→ **WHAT YOU SHOULD DO**:
Return exactly the span of lines in the following data that opens with the line containing "it: point(446, 199)." and closes with the line containing "it: point(362, 433).". Include nothing else.

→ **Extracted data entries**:
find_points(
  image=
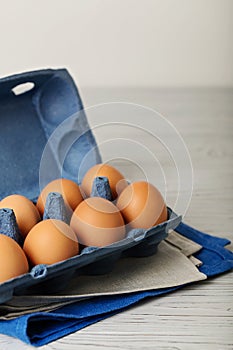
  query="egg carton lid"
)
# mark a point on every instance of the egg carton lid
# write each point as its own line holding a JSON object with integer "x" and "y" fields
{"x": 32, "y": 106}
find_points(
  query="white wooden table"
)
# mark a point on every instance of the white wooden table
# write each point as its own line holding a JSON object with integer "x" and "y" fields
{"x": 199, "y": 316}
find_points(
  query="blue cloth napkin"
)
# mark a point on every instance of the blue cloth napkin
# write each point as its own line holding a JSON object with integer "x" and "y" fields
{"x": 41, "y": 328}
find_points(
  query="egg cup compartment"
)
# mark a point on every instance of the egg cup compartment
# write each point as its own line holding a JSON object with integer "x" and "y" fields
{"x": 47, "y": 279}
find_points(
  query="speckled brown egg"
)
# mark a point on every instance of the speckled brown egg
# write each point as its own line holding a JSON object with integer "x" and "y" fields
{"x": 97, "y": 222}
{"x": 13, "y": 260}
{"x": 142, "y": 205}
{"x": 49, "y": 242}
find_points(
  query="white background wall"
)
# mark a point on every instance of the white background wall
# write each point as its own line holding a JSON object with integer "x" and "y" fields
{"x": 121, "y": 42}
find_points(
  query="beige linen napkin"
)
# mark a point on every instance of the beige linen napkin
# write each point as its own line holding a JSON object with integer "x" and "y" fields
{"x": 169, "y": 267}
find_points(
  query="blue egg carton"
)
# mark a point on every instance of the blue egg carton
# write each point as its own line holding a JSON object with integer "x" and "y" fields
{"x": 52, "y": 106}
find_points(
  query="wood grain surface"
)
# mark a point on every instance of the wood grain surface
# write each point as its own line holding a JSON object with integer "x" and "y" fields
{"x": 199, "y": 316}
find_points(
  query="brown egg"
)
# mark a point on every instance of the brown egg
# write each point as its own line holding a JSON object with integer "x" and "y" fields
{"x": 13, "y": 261}
{"x": 97, "y": 222}
{"x": 25, "y": 211}
{"x": 142, "y": 205}
{"x": 67, "y": 188}
{"x": 50, "y": 241}
{"x": 116, "y": 180}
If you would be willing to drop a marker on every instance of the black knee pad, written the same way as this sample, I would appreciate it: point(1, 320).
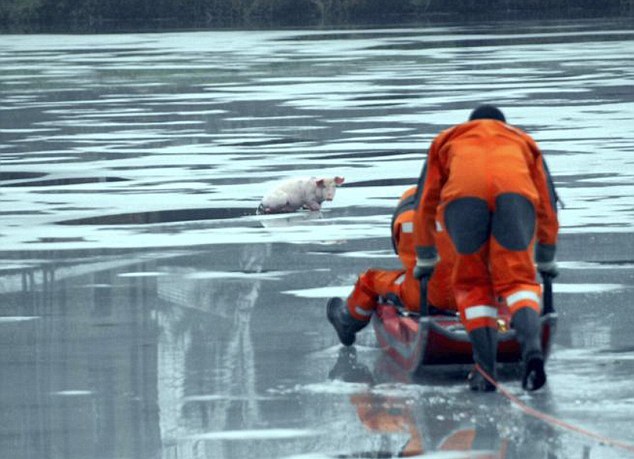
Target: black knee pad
point(513, 223)
point(468, 222)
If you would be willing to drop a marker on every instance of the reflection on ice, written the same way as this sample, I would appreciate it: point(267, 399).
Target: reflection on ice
point(264, 434)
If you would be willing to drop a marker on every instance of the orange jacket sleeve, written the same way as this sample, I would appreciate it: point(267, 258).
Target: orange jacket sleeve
point(547, 221)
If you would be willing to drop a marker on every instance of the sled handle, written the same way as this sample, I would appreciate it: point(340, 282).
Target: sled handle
point(548, 294)
point(424, 307)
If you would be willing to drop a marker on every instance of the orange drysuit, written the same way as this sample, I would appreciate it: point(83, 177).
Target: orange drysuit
point(400, 285)
point(485, 185)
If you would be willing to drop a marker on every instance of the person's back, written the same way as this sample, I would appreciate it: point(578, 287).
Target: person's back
point(486, 156)
point(485, 184)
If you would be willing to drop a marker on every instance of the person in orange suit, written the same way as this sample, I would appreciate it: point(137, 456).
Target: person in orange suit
point(398, 286)
point(486, 185)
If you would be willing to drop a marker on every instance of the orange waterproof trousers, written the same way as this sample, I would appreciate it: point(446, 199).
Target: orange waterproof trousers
point(486, 185)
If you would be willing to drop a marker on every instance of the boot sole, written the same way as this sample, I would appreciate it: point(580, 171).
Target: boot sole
point(477, 383)
point(534, 374)
point(345, 338)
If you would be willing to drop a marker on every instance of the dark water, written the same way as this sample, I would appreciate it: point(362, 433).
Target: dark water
point(147, 312)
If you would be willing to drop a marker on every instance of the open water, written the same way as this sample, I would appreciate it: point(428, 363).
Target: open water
point(147, 312)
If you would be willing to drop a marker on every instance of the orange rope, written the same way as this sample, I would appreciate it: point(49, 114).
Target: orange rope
point(552, 420)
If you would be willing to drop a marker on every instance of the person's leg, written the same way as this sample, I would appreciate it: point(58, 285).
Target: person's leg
point(350, 316)
point(468, 223)
point(514, 278)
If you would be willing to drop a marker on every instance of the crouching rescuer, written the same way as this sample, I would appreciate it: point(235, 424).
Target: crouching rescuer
point(486, 185)
point(397, 286)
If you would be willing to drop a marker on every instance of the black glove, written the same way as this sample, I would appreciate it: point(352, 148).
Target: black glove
point(424, 267)
point(545, 258)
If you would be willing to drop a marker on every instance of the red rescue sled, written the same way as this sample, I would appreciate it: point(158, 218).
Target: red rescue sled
point(418, 340)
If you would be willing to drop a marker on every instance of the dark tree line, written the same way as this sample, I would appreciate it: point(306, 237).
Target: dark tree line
point(109, 15)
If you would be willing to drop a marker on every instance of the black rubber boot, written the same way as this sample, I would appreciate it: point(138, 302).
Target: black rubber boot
point(345, 325)
point(485, 345)
point(527, 328)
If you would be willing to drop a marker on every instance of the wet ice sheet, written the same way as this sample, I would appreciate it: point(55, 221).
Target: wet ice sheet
point(179, 120)
point(215, 354)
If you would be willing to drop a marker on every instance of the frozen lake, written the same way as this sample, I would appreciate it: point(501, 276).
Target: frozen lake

→ **RESPONSE FOR THIS EXERCISE**:
If you would be willing to drop a marker on every instance of the orange waterproof trousers, written the same way as this sample, I would appreciate it: point(446, 199).
Target: orange waterproof trousers
point(486, 185)
If you would be willing to drop a marker on every instance of the boot sole, written the same way as this sample, I would appreciate it: point(580, 171).
Target: boot sole
point(477, 383)
point(534, 374)
point(345, 338)
If you would be willing to drop a marker on every instance of the dark water, written the same way as this sample, I would appreciate it: point(362, 433).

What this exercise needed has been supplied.